27 Apr 2021

L’extraction illégale de sable menace l’économie touristique du Maroc

Des écosystèmes côtiers vulnérables sont mis en péril pour répondre aux besoins de l’industrie de la construction au Maroc.

Le Maroc compte sur la beauté de ses plages pour attirer les touristes. Cet aspect de l’économie touristique est essentiel pour le pays. Or, il est confronté à un dilemme difficile : en répondant aux demandes de ce secteur, il détruit indirectement le littoral dont les touristes viennent justement profiter.

Les entreprises de construction se font concurrence pour répondre aux besoins en nouveaux logements, hôtels, routes et infrastructures. Au Maroc, la moitié du sable utilisé chaque année dans le secteur de la construction est extraite illégalement de ses côtes.

Le béton (mélange de ciment, de granulats – sable ou gravier – et d’eau) est un matériau essentiel pour la construction des bâtiments et des routes. Le sable, qui représente les quatre cinquièmes du béton, est la ressource la plus consommée au monde.

Le sable, qui représente les quatre cinquièmes du béton, est la ressource la plus consommée au monde

Mais l’extraction rapide de sable a un impact dévastateur sur l’environnement. Les projets immobiliers nécessitant environ 30 millions de tonnes de sable par an, le sable côtier du littoral occidental et de la Méditerranée est extrait en quantités croissantes, légalement et illégalement, par des sociétés enregistrées et par des trafiquants. Elle entraîne l’apparition de paysages lunaires le long du littoral marocain et accroît la vulnérabilité des infrastructures côtières en cas de tempêtes et d’élévation du niveau de la mer.

En décembre 2020, la police marocaine a arrêté quatre personnes qui travaillaient pour une entreprise de construction impliquée dans l’extraction illégale de sable de plage près de Casablanca et dans l’exploitation d’une cimenterie non enregistrée. Ces arrestations ne sont pas des cas isolés. Elles mettent en évidence l’existence d’une industrie transnationale bien développée à laquelle seuls des efforts rigoureux de la part du gouvernement et de l’industrie pourront mettre fin.

### Consigne 1
Recopiez le passage de l'extrait commençant à "Les entreprises de" et se terminant à "de ses côtes.".
### Consigne 2
Énumérez tous les besoins en construction auxquels, d'après l'extrait, les entreprises se font concurrence pour répondre.
### Consigne 3
Selon l'extrait, de quelle quantité de sable les projets immobiliers ont-ils besoin chaque année ?
Les lignes de données qui suivent constituent un matériau distinct de l'extrait.

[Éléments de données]

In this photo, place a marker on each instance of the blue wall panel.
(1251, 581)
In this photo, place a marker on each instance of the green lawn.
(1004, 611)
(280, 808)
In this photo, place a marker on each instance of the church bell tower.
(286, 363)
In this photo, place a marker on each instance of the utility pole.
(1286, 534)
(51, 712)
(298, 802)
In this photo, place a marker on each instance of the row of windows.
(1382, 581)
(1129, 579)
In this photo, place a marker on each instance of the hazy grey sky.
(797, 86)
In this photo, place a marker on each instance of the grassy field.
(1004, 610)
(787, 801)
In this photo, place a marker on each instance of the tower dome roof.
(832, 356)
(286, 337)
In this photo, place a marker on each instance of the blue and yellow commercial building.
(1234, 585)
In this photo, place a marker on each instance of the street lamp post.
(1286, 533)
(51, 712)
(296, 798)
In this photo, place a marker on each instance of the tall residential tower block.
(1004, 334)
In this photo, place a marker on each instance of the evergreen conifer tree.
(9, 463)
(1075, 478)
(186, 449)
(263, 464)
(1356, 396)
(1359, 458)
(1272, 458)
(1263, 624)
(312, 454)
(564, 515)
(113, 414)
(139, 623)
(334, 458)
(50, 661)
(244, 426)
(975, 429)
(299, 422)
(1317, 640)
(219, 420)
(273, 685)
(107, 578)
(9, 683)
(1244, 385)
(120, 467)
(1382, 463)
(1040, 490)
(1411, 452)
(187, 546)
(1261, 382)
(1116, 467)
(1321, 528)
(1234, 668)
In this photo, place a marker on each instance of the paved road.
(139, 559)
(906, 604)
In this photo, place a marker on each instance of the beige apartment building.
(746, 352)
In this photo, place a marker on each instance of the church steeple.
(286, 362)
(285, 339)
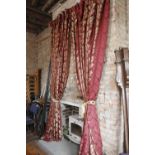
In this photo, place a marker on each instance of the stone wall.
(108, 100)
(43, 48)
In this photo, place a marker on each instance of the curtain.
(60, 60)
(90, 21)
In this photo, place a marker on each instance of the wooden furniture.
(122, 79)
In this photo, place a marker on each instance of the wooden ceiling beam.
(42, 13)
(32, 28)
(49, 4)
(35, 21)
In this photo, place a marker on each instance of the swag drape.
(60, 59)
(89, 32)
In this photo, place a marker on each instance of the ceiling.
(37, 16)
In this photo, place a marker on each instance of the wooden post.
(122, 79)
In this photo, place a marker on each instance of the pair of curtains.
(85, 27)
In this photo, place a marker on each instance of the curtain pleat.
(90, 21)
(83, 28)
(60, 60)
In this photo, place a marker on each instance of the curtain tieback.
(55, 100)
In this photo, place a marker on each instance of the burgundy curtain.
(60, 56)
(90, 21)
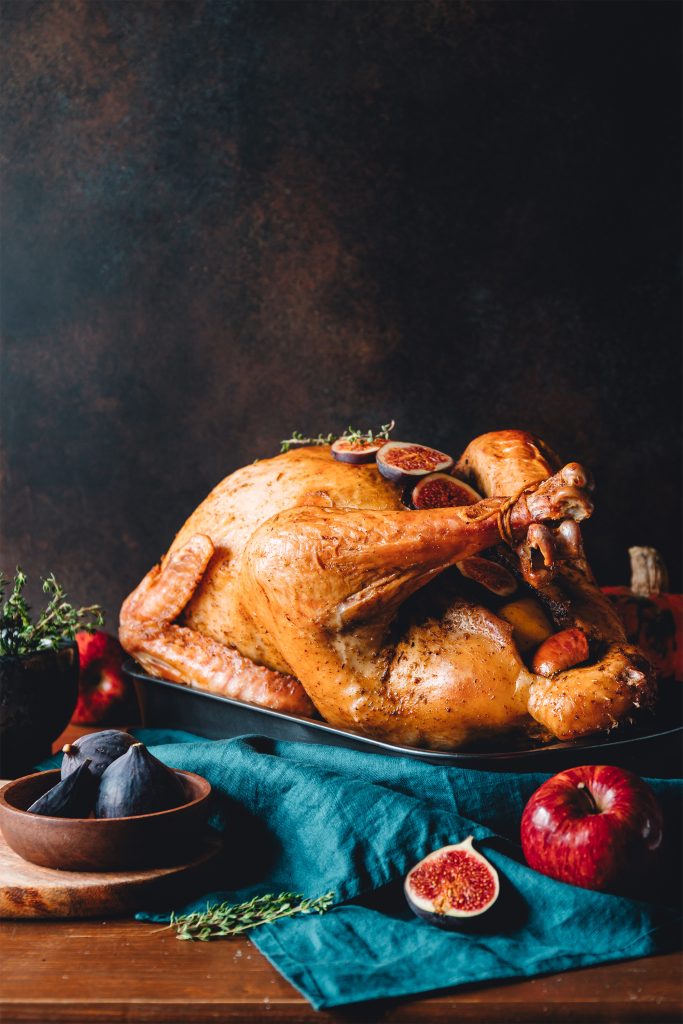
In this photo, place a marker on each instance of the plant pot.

### Réponse complète 1
Les entreprises de construction se font concurrence pour répondre aux besoins en nouveaux logements, hôtels, routes et infrastructures. Au Maroc, la moitié du sable utilisé chaque année dans le secteur de la construction est extraite illégalement de ses côtes.

### Réponse complète 2
Nouveaux logements, hôtels, routes, infrastructures.

### Réponse complète 3
Environ 30 millions de tonnes par an.